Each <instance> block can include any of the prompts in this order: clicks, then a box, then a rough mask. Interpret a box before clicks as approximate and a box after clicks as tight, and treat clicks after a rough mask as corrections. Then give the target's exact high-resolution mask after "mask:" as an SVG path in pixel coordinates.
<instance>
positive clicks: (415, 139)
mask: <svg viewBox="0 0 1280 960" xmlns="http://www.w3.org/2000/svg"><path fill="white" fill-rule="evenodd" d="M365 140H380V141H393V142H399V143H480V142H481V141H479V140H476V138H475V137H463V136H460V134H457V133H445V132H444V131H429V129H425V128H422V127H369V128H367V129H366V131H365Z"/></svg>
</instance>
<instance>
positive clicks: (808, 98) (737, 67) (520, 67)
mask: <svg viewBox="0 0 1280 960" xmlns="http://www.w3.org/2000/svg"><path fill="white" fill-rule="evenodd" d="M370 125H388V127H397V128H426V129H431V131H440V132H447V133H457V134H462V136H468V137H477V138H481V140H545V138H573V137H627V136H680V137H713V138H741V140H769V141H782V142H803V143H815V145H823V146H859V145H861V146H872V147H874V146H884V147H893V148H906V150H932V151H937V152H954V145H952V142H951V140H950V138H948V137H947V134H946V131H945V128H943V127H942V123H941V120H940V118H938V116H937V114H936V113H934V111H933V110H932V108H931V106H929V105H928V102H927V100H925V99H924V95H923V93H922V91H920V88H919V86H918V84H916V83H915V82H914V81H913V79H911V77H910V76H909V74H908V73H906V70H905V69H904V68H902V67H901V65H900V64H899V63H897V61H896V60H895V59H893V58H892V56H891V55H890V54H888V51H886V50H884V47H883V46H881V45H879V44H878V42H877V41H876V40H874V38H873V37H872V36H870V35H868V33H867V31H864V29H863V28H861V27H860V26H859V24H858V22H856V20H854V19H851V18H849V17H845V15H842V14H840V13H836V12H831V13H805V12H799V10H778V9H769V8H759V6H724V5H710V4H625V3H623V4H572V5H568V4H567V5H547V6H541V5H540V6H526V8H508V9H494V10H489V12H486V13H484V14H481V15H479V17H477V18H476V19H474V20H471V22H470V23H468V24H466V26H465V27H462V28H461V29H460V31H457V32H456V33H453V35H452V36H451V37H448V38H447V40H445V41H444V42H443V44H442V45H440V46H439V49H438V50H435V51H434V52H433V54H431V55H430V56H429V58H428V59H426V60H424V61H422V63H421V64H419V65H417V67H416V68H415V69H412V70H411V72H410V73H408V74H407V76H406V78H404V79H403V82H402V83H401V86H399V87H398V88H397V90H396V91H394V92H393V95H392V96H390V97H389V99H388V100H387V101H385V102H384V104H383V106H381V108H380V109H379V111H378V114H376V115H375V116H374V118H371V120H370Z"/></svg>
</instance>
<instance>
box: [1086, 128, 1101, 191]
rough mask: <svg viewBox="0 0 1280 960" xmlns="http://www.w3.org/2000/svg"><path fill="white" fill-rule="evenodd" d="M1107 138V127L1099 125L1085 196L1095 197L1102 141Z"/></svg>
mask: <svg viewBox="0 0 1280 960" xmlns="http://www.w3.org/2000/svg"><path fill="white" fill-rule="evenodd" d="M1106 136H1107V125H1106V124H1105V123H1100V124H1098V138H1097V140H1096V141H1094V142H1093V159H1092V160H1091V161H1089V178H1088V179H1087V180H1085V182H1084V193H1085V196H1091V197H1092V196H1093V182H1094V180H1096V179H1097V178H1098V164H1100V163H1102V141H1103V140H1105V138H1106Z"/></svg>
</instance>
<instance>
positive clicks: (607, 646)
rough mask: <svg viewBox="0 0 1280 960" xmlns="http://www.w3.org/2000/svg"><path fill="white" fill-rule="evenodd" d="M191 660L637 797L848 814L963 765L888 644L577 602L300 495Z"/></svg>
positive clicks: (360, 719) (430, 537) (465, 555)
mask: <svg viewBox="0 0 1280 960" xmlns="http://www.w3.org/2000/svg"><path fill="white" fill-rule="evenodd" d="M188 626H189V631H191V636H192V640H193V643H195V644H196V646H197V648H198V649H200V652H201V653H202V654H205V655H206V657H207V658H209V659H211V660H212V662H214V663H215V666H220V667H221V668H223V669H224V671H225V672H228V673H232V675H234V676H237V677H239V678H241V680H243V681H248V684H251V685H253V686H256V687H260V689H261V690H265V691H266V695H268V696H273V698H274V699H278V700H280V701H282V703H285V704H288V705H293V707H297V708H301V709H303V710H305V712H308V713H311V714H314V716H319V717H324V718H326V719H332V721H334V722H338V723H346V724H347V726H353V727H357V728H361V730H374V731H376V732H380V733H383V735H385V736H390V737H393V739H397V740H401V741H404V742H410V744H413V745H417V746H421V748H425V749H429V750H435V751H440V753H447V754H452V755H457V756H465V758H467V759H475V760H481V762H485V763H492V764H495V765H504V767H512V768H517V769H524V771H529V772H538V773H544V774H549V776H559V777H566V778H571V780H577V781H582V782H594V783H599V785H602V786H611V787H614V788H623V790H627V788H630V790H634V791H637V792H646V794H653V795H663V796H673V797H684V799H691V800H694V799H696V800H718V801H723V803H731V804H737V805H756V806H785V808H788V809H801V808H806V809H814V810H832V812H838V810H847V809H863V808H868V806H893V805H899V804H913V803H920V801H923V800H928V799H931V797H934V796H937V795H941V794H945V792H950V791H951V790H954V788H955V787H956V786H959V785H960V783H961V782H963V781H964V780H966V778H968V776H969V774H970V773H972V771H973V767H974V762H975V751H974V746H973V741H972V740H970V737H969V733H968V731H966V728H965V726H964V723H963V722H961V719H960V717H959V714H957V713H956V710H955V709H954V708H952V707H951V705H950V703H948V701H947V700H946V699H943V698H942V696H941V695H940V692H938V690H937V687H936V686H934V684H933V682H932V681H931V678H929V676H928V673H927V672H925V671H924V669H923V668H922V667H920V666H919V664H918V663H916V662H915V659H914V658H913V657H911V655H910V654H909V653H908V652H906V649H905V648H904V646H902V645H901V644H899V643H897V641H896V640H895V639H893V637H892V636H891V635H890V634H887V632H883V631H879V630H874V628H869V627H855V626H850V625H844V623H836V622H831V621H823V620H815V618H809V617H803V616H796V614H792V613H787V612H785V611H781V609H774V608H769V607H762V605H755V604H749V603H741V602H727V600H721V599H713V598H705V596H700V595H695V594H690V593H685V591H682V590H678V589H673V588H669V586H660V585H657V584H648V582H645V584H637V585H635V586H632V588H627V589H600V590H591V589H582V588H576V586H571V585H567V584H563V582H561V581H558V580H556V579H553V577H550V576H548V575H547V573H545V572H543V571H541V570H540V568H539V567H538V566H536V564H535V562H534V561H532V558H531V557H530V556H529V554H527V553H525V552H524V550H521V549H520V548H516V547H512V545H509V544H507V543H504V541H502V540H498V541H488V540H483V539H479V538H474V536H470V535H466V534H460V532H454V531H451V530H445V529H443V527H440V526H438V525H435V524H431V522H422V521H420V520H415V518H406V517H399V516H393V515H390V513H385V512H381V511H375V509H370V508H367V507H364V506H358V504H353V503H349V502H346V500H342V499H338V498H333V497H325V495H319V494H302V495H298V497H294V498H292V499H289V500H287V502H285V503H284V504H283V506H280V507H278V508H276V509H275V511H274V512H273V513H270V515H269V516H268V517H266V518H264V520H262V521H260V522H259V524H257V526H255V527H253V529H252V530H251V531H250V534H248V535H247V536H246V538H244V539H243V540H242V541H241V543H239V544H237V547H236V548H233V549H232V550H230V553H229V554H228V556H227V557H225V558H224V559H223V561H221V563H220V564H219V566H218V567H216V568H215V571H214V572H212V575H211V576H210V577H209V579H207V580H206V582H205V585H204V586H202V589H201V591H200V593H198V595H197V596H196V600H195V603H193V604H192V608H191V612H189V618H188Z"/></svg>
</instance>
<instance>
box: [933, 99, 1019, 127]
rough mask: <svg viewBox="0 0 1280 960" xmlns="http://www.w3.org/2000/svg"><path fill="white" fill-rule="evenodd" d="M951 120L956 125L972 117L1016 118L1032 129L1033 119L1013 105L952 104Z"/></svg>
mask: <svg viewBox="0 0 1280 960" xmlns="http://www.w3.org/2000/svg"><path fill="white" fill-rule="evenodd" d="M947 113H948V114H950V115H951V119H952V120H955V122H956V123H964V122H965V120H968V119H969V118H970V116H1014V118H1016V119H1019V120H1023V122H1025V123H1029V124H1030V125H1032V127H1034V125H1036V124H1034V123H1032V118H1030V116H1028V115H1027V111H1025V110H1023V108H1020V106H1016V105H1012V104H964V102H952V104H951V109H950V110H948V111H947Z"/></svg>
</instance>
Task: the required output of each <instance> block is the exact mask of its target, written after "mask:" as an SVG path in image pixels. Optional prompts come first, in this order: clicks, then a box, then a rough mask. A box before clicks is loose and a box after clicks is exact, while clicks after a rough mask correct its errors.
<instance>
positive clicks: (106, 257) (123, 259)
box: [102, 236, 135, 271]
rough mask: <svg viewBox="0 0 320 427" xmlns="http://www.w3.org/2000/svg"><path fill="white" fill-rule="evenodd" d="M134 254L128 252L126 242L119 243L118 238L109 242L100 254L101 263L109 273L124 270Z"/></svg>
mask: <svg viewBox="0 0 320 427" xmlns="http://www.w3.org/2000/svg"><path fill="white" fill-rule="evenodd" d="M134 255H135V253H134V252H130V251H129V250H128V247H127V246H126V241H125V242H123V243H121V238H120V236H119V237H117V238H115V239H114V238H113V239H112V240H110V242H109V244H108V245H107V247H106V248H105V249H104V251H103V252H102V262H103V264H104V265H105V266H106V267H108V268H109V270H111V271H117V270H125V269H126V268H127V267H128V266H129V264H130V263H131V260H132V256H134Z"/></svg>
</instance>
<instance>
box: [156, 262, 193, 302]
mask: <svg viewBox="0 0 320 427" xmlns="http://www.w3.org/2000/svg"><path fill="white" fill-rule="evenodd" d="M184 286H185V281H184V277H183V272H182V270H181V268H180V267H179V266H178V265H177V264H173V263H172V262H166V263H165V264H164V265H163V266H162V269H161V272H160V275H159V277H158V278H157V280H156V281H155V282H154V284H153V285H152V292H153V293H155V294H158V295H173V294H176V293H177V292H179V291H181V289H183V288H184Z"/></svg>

###

• **TO DO**:
Copy out, word for word, everything from the beginning of the listing down to and including the line that contains "positive clicks: (415, 139)".

• **OUTPUT**:
Each <instance> block can include any of the prompts in this order: clicks, then a box, then a rough mask. Interpret a box before clicks as approximate and a box after clicks as tight, and treat clicks after a rough mask as corrections. Then give the target's exact high-resolution mask after "mask:" as an SVG path in pixel coordinates.
<instance>
positive clicks: (415, 139)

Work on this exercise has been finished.